━━━ EXERCISE INPUTS ━━━

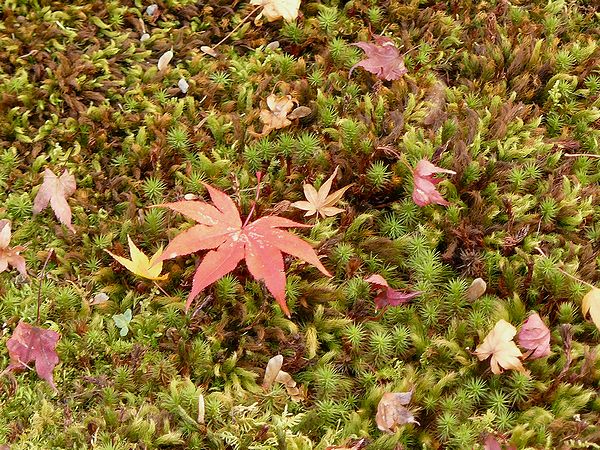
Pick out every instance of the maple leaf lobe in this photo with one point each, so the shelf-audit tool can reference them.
(33, 344)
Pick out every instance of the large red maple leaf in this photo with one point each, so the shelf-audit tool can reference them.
(260, 243)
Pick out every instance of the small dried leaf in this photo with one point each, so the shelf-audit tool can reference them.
(139, 263)
(391, 412)
(383, 59)
(321, 202)
(299, 112)
(277, 9)
(273, 368)
(424, 190)
(33, 344)
(209, 51)
(499, 345)
(476, 290)
(290, 385)
(164, 60)
(183, 85)
(388, 296)
(55, 191)
(591, 304)
(535, 336)
(99, 298)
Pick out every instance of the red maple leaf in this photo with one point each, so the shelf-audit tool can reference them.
(260, 243)
(424, 191)
(28, 344)
(383, 58)
(388, 296)
(535, 336)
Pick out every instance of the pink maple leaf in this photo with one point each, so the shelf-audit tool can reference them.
(388, 296)
(424, 191)
(383, 59)
(33, 344)
(535, 336)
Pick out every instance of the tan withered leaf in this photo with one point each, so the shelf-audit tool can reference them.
(281, 112)
(499, 345)
(274, 373)
(591, 304)
(391, 412)
(273, 368)
(55, 190)
(277, 9)
(321, 202)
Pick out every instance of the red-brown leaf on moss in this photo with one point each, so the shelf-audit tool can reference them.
(55, 190)
(383, 58)
(33, 344)
(388, 296)
(261, 243)
(535, 337)
(424, 191)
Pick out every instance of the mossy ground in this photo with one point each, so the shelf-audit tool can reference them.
(501, 92)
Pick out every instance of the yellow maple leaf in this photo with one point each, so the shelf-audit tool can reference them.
(591, 304)
(321, 202)
(499, 345)
(277, 9)
(140, 264)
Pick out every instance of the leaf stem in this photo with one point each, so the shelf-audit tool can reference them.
(160, 288)
(236, 27)
(37, 318)
(258, 177)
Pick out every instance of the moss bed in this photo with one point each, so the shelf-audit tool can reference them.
(506, 94)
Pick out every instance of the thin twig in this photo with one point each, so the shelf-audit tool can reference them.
(577, 155)
(236, 27)
(37, 319)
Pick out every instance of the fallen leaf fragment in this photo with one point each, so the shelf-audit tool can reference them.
(122, 322)
(55, 190)
(274, 373)
(491, 443)
(356, 445)
(260, 243)
(499, 345)
(164, 60)
(209, 51)
(9, 256)
(277, 9)
(183, 85)
(383, 59)
(321, 202)
(424, 191)
(391, 412)
(535, 336)
(275, 117)
(140, 264)
(388, 296)
(273, 368)
(476, 290)
(591, 304)
(33, 344)
(99, 299)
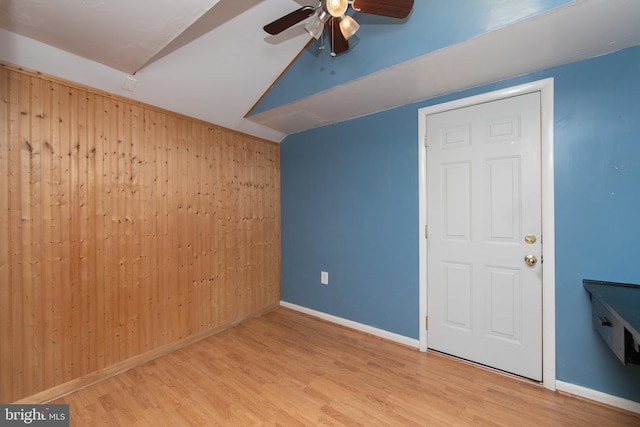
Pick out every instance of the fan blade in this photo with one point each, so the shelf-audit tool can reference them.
(338, 43)
(289, 20)
(391, 8)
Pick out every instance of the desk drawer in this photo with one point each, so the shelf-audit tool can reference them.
(609, 328)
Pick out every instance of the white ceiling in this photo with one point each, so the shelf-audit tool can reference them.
(210, 59)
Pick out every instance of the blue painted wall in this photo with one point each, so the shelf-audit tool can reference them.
(350, 207)
(382, 42)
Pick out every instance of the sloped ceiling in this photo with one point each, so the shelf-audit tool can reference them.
(210, 59)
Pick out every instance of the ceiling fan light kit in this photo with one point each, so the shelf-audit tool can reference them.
(341, 26)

━━━

**TO BE DONE:** Take the line that contains "Pick out every instance of the fan" and each line after it down to the last of the records, and retype them exactly; add nothing else.

**THE RESPONSE:**
Pick out every instance of the fan blade in this photo with one point each, so the shelf-audit tool can reference them.
(338, 43)
(289, 20)
(391, 8)
Pick out every instance of the desk drawer in this photo with one point each, so the shelf-audit tool can reference them.
(609, 328)
Pick out every instance of the white ceiling in this photo with one point each, so the shelf-audit tool can reference them.
(210, 59)
Pick out every instance of the blue painted wall in this photo with one point each, so the shelf-audit tool can reference them.
(350, 207)
(382, 42)
Pick out every instance of the sloped ceiling in this photo with one point each, so the shelf-audit tool can reference them.
(210, 59)
Pick out every instance of the ceiling fan light kit in this photo with one point each, so the shelf-audit tool can reference them.
(341, 26)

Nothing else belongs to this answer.